▶ [Check your understanding]:
**1)** In the post on digital change, swap "organisations" for "companies" throughout the passage from "Nearly every business" to "for most organisations.".
**2)** Continue the post on digital change from the point where it stops.

▶ [Text for analysis]:
====
Monday, June 2, 2014

5 reasons your Digital Change initiative will fail

Nearly every business I now speak to is going through some form of digital change. From smaller organisations assessing the capabilities and skills of their online marketing teams & agencies, through to major multi-nationals looking to transform their IT systems, business processes and customer engagement models around electronic services... the mantra is clear “change or be changed in this new digital world” and I bet yours is very similar.

But transforming your company into a digital leader isn't easy and “becoming the next Amazon” is neither realistic nor practical for most organisations.

To give some ideas of the challenges faced, from my experience here are some areas where organisations fail to get a grip on their digital change:

1. Your delivery model is wrong:
Are you still creating lengthy waterfall project plans more suited to industrial age delivery expectations? The age of agile development and iterative delivery has not only been around for decades now, it has evolved into different flavours and techniques. However, just diving into a fully-blown scrum delivery method without fully understanding the implications this will have on the wider business (and setting these up correctly) is also a recipe for failure.
====
▶ [Given data]:
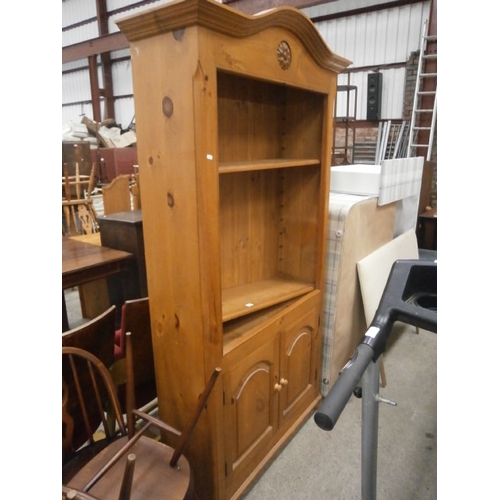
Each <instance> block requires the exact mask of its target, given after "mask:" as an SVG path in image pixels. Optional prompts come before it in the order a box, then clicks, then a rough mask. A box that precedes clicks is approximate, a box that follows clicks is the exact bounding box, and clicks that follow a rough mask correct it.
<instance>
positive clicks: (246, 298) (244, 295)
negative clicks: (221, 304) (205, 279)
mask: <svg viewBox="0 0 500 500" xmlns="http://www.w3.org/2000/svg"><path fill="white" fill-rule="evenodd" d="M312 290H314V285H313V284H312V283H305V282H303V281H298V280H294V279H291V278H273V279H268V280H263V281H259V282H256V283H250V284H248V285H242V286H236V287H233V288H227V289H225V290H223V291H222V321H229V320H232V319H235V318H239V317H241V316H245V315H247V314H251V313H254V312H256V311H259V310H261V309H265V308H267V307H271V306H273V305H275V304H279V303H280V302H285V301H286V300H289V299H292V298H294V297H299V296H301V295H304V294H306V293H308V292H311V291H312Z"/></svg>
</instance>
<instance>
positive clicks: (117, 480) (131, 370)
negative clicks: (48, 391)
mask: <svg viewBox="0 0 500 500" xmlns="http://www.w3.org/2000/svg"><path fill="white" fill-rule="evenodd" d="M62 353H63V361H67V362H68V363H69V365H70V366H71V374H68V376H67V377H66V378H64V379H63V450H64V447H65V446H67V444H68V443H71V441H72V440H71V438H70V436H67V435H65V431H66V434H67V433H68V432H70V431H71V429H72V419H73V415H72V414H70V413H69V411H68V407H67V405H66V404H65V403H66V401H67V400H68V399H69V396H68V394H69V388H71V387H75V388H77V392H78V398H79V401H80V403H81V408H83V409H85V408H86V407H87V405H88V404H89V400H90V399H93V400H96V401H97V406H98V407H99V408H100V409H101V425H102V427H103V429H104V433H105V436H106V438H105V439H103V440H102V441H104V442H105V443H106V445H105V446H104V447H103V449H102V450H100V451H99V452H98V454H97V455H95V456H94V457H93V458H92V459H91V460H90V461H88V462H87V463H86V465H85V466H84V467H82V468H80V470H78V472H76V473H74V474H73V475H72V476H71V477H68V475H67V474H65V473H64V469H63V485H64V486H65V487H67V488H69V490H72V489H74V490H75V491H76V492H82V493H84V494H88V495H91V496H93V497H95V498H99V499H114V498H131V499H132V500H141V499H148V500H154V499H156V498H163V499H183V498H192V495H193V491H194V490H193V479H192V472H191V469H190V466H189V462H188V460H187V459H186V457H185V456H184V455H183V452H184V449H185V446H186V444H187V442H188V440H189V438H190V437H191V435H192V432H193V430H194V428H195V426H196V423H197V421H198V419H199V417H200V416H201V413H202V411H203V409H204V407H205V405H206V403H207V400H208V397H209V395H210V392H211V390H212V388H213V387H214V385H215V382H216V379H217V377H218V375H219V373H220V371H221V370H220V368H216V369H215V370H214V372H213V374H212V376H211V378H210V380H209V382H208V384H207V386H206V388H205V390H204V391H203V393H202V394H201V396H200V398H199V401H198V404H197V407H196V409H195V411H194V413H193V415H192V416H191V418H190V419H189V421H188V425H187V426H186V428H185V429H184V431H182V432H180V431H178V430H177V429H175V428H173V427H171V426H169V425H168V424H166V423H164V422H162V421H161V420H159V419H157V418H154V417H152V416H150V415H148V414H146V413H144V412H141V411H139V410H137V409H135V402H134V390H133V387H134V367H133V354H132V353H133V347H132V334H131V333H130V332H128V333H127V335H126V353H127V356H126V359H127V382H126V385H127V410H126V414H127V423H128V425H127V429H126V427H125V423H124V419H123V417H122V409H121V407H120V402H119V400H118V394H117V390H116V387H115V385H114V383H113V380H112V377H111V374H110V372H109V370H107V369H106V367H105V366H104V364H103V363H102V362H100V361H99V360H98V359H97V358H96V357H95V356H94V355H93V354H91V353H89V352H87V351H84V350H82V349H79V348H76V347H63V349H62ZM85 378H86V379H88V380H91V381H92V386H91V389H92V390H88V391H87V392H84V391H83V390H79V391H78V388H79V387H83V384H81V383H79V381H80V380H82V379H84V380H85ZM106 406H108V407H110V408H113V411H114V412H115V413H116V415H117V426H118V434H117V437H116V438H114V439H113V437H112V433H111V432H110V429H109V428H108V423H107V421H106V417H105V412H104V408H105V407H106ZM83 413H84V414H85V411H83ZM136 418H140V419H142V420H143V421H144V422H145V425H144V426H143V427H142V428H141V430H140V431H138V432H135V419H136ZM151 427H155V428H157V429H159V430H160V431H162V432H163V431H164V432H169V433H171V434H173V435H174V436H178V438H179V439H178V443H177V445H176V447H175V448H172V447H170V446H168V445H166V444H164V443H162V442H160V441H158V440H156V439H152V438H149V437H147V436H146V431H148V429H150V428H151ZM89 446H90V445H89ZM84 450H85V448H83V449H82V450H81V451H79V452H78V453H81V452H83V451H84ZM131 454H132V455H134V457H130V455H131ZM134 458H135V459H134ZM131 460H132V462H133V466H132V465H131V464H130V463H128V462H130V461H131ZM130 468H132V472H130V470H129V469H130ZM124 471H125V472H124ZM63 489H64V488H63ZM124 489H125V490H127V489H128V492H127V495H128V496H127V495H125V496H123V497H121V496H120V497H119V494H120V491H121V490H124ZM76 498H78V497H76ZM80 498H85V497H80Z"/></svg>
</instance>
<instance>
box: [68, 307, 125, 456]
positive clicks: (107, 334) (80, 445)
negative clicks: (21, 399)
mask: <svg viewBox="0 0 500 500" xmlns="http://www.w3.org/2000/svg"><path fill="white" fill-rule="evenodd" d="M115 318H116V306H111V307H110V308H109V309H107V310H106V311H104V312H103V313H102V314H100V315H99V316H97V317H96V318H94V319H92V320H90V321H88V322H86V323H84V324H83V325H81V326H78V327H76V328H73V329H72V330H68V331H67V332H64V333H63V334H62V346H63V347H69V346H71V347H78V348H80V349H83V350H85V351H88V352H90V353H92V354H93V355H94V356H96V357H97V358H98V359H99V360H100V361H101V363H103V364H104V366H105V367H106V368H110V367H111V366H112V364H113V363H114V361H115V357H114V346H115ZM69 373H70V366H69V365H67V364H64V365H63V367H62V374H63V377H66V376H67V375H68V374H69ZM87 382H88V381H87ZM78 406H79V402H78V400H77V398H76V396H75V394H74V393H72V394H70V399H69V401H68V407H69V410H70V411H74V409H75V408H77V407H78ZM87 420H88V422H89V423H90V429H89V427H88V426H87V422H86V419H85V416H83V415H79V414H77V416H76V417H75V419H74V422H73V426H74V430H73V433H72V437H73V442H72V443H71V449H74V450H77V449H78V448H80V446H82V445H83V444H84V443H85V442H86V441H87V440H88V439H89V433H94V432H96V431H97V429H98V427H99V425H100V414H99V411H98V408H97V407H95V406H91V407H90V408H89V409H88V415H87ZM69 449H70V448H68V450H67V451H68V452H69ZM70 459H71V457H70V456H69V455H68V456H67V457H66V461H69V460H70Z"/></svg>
====
▶ [Results]:
**1)**
Nearly every business I now speak to is going through some form of digital change. From smaller companies assessing the capabilities and skills of their online marketing teams & agencies, through to major multi-nationals looking to transform their IT systems, business processes and customer engagement models around electronic services... the mantra is clear “change or be changed in this new digital world” and I bet yours is very similar.

But transforming your company into a digital leader isn't easy and “becoming the next Amazon” is neither realistic nor practical for most companies.

**2)**
2. You don’t have the right skills in place
Just giving people new digital job titles doesn't cut it. There’s a talent war out in the wider marketplace right now, where businesses are struggling to hire and keep the right people with the necessary online skills to take big steps forward in technology, marketing and other commercial areas.  Assess what makes your company different and how you could attract and retain the right talent to realise your digital ambitions.

3. You don’t have digital business leadership
Ask yourself who in your company is actually responsible for the ownership and stewardship of your digital strategy? Where are the priorities, road-map and alignment of this digital strategy to the rest of the business set? If this role is not represented at your boardroom table, then you’re probably not taking it seriously enough.

4. You haven’t defined your technical vision and solution
It’s one thing to make bold claims about where your company will be in the future, it’s another entirely to assume it will get there without a technical vision of what the end solution looks like. I don’t think I have ever been on a successful change programme that failed to have the solution architecture for the main features or components defined in advance.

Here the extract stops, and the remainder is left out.